- **Task instructions**: Take the line that contains "Place one keypoint per instance of the black" and all lines after it, up to and including the last line of the data, and write them out exactly; nothing else belongs in the answer.

- **Supplied entries**:
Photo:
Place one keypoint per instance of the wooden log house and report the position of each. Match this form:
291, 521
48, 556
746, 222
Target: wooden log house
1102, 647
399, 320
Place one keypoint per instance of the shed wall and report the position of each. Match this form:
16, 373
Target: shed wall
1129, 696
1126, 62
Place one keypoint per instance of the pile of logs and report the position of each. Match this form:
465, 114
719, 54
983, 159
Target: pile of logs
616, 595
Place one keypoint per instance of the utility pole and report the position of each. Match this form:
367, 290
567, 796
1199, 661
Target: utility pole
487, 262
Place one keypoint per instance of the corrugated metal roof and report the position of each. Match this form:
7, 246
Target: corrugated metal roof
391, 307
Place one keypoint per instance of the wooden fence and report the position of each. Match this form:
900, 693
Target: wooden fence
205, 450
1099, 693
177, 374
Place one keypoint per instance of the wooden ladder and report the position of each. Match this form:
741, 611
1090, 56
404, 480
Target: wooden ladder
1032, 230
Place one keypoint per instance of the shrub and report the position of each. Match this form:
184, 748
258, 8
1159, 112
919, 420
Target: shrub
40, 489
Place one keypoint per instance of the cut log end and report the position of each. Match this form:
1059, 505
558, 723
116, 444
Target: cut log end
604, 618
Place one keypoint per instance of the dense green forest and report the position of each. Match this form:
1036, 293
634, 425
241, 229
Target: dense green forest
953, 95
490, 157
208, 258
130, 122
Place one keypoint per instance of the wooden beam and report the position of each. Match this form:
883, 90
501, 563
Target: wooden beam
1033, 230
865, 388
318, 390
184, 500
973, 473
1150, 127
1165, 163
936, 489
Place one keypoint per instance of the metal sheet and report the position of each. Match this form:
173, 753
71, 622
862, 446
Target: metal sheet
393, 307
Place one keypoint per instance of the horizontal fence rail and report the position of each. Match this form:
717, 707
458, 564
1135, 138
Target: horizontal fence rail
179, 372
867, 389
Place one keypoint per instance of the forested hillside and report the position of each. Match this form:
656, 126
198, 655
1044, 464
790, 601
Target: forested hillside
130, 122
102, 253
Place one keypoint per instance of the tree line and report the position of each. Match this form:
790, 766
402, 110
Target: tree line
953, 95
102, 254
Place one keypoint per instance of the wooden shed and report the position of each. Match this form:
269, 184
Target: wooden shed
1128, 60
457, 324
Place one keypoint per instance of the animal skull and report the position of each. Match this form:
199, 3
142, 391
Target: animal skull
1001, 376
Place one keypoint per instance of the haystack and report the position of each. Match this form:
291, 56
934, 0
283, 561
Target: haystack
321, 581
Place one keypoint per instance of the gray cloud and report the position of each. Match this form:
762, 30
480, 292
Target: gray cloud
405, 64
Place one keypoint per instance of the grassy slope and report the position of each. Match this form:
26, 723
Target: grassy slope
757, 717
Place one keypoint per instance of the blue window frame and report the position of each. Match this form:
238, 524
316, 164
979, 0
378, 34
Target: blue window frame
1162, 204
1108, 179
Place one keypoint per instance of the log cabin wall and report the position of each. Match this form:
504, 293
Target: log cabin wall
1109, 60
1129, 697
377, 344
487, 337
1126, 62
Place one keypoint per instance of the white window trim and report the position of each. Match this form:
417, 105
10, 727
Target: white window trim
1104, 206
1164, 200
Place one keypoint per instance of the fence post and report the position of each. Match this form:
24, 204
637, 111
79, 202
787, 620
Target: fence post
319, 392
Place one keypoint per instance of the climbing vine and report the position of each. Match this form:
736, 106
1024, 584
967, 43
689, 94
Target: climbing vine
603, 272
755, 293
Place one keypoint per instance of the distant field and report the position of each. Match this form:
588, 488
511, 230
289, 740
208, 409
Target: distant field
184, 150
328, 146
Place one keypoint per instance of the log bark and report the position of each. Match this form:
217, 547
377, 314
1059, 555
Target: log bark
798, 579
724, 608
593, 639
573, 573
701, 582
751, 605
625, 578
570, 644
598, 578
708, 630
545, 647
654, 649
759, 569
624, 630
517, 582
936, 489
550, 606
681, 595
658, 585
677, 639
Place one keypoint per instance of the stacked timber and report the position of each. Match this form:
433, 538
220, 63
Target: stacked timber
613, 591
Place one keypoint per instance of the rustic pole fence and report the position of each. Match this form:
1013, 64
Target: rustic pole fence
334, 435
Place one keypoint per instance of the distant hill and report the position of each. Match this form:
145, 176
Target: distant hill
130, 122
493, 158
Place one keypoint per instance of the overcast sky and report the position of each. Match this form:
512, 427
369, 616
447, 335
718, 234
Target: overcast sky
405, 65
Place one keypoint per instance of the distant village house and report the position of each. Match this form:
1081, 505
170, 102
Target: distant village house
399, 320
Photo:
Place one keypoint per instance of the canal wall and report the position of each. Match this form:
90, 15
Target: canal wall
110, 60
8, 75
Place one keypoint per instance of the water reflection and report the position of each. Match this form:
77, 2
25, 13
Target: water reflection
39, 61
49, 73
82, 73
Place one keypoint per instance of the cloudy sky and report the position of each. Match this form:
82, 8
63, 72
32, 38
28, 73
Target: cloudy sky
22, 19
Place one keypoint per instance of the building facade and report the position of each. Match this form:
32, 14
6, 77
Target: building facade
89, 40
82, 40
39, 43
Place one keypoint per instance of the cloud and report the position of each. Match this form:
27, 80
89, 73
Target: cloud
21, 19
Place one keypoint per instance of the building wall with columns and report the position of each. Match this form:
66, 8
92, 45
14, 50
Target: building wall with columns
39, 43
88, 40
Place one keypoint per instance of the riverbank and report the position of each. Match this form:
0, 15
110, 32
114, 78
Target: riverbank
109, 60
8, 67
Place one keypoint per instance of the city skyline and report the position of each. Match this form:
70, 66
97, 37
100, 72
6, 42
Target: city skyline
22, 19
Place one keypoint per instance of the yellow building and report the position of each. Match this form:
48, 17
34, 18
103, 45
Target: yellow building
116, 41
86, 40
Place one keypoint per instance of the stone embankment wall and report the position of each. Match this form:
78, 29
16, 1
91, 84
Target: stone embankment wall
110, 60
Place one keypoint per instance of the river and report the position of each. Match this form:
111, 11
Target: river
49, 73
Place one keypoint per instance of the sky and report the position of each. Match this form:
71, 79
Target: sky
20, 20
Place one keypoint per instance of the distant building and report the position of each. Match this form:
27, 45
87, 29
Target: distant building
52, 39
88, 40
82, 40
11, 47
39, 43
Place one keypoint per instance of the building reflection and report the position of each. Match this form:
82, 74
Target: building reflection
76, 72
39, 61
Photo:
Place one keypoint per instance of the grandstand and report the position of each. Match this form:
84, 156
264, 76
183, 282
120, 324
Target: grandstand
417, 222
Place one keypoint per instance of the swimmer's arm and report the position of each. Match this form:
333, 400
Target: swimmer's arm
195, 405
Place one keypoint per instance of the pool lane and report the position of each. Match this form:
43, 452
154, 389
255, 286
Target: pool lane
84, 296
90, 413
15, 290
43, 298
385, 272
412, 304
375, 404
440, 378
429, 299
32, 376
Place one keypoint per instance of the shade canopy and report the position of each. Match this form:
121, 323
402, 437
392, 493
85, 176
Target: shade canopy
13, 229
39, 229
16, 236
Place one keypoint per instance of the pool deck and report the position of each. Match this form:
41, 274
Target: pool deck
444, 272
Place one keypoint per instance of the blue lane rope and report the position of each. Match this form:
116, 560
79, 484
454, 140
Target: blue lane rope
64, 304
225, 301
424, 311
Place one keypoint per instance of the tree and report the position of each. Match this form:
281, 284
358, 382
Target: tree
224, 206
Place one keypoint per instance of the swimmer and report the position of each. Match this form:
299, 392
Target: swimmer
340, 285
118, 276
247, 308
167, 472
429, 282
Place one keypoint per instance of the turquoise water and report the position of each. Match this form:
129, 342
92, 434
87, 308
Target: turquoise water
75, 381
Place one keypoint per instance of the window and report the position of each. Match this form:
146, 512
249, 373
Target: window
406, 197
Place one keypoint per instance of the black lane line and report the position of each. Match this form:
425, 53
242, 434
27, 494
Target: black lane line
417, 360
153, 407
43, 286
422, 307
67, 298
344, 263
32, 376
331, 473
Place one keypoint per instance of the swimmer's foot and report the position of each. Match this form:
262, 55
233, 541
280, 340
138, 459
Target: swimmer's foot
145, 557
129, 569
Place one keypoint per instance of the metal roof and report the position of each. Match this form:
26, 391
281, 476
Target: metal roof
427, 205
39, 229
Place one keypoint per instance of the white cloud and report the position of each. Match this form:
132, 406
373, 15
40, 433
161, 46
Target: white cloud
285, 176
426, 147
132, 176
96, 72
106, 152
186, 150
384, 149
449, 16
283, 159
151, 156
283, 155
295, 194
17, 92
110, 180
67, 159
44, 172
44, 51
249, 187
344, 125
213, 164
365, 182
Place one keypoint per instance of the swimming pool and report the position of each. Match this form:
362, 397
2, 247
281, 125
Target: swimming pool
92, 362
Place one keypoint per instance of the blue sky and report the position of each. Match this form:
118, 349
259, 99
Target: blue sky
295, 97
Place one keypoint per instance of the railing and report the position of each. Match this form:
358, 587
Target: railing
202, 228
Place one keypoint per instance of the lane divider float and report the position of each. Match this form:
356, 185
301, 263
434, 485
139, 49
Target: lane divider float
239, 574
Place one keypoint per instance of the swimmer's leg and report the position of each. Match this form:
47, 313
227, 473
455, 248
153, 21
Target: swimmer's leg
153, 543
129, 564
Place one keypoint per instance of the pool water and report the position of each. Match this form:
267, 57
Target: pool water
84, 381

- **Task solution**:
Place one keypoint per instance of the black lane line and report the position of each. Match this form:
425, 53
242, 434
27, 494
Target: black lane line
417, 360
153, 407
43, 286
422, 307
67, 298
344, 263
32, 376
331, 473
Place one keypoint per instance of the swimmer's foot and report the position of each. Match this form:
262, 55
233, 541
280, 340
138, 459
Target: swimmer's foot
145, 557
129, 569
Place one keypoint per instance of the metal roof and report the position of each. Match this form:
26, 391
281, 476
Target: metal roof
427, 205
39, 229
Place one keypoint per instance of the white cloud and report the position of each. Match this form:
132, 406
373, 15
40, 433
161, 46
Target: white cloud
285, 176
426, 147
132, 176
96, 72
106, 152
186, 150
384, 149
449, 16
283, 159
151, 156
283, 155
295, 194
17, 92
110, 180
67, 159
44, 172
44, 51
249, 187
344, 125
213, 164
365, 182
Place one keypoint per instance of the swimming pool and report the position of each. Match this form:
362, 397
2, 247
281, 125
Target: swimming pool
92, 362
Place one keypoint per instance of the blue sky and report the position of each. Match this form:
118, 349
259, 99
Target: blue sky
295, 97
Place one keypoint per instance of the railing and report the position of each. Match this form:
358, 587
Target: railing
202, 228
Place one keypoint per instance of the lane divider float and report the position of each. Match this form:
356, 185
301, 263
434, 485
139, 49
Target: lane divider float
239, 574
Place one keypoint per instance of the swimmer's leg and report the position of each. Match this form:
47, 313
227, 473
455, 248
153, 21
Target: swimmer's leg
153, 543
129, 564
Place one keypoint per instance of the pool water and report the position of each. Match this form:
267, 57
Target: pool water
84, 381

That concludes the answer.